> Work required
Identify each line in the records below that contains the word "could", and copy those lines in full. Case counts.

══ Information provided ══

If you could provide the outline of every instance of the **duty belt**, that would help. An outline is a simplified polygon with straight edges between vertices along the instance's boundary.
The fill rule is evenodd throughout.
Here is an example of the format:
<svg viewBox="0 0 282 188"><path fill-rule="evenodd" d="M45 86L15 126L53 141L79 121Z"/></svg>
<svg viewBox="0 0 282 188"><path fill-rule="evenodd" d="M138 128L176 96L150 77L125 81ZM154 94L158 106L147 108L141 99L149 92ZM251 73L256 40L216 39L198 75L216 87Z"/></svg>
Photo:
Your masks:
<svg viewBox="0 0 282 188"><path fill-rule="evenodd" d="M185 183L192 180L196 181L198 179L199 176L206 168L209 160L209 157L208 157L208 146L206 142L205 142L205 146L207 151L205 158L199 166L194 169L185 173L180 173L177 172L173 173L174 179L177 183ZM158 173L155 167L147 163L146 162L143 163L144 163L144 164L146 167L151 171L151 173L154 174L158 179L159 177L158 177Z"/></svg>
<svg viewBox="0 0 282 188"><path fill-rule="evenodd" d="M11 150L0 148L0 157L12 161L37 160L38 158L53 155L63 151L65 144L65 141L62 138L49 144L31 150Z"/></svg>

═══
══ Information provided ══

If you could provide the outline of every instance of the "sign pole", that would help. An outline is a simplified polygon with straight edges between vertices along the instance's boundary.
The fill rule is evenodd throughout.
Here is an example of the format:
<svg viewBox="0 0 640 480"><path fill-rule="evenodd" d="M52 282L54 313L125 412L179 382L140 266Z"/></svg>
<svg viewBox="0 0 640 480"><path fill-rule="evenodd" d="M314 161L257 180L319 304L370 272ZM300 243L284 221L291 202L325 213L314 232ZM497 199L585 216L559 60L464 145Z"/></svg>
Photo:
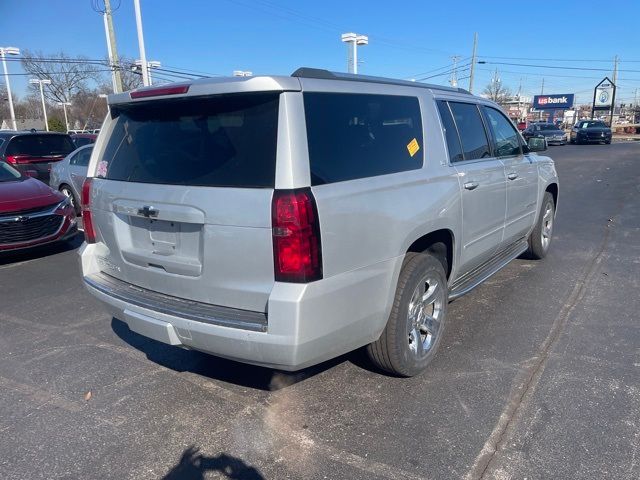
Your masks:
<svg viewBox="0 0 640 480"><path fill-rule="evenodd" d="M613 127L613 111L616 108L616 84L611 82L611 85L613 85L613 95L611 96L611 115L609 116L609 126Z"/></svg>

═══

> The solution
If you could provide the outline of every instance of the **duty belt**, that would help. An outline is a simplified polygon with straight edges between vertices along the instance's boundary.
If you could provide the outline of every instance of the "sign pole", that would help. An outline is a simplified polygon with straight edges between vertices along the instance's boundary.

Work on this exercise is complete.